*Requirement*. Reproduce the rows below, switching every instance of "single spaces" to "one space" and leaving all other text unchanged.

__________________________________________________

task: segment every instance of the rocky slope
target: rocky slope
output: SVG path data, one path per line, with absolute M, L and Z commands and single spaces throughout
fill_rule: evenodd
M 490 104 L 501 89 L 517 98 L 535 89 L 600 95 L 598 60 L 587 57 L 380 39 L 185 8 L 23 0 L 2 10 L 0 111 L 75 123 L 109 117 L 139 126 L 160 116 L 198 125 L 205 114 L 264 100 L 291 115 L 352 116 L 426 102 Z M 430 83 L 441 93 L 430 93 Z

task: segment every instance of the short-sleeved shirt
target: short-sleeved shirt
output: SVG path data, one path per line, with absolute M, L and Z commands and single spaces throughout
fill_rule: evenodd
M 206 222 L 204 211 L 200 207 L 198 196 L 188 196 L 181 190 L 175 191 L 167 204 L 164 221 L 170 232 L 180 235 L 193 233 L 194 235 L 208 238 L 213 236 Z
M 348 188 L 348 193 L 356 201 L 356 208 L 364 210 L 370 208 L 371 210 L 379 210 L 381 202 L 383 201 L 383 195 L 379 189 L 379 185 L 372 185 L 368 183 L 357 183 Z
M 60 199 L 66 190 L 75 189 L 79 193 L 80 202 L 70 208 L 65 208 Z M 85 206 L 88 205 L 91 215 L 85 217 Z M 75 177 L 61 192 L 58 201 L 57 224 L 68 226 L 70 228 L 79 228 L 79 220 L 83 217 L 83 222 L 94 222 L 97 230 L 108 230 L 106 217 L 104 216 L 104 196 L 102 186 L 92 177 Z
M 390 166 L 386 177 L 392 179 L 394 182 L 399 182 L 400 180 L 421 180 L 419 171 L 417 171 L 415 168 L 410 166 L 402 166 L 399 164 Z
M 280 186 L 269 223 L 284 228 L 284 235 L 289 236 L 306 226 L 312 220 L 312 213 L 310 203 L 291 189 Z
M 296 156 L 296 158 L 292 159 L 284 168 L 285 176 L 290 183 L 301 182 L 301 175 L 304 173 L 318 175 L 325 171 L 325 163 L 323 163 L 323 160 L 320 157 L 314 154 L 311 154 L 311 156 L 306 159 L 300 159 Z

__________________________________________________

*Exercise response*.
task: segment every instance of the rocky slope
target: rocky slope
output: SVG path data, one path per line, with absolute M, L and Z commands and one space throughout
fill_rule: evenodd
M 490 104 L 501 89 L 517 98 L 535 89 L 600 95 L 598 60 L 587 57 L 380 39 L 185 8 L 23 0 L 2 10 L 0 111 L 75 123 L 109 117 L 139 126 L 160 116 L 198 125 L 205 114 L 264 100 L 291 115 L 352 116 L 426 102 Z M 430 83 L 441 93 L 430 93 Z

task: segment every instance of the short-sleeved shirt
target: short-sleeved shirt
output: SVG path data, one path per line, with absolute M, L and Z commands and one space throughout
fill_rule: evenodd
M 206 222 L 204 211 L 200 207 L 198 196 L 188 196 L 181 190 L 175 191 L 167 204 L 164 221 L 170 232 L 180 235 L 193 233 L 194 235 L 208 238 L 213 236 Z
M 348 188 L 348 193 L 356 201 L 356 208 L 364 210 L 370 208 L 371 210 L 379 210 L 381 202 L 383 201 L 383 195 L 379 189 L 379 185 L 372 185 L 368 183 L 357 183 Z
M 60 199 L 66 190 L 75 189 L 79 193 L 80 202 L 70 208 L 65 208 Z M 85 206 L 88 205 L 91 215 L 85 217 Z M 75 177 L 61 192 L 58 201 L 57 224 L 68 226 L 70 228 L 79 228 L 79 220 L 83 217 L 83 222 L 94 222 L 97 230 L 108 230 L 106 217 L 104 216 L 104 196 L 102 186 L 92 177 Z
M 390 166 L 386 177 L 392 179 L 394 182 L 399 182 L 400 180 L 421 180 L 419 171 L 417 171 L 415 168 L 410 166 L 402 166 L 399 164 Z
M 280 186 L 269 223 L 284 228 L 284 235 L 289 236 L 306 226 L 312 220 L 312 213 L 310 203 L 291 189 Z
M 296 156 L 296 158 L 292 159 L 284 168 L 285 176 L 290 183 L 301 182 L 301 175 L 304 173 L 318 175 L 325 171 L 325 163 L 323 163 L 323 160 L 320 157 L 314 154 L 311 154 L 311 156 L 306 159 L 300 159 Z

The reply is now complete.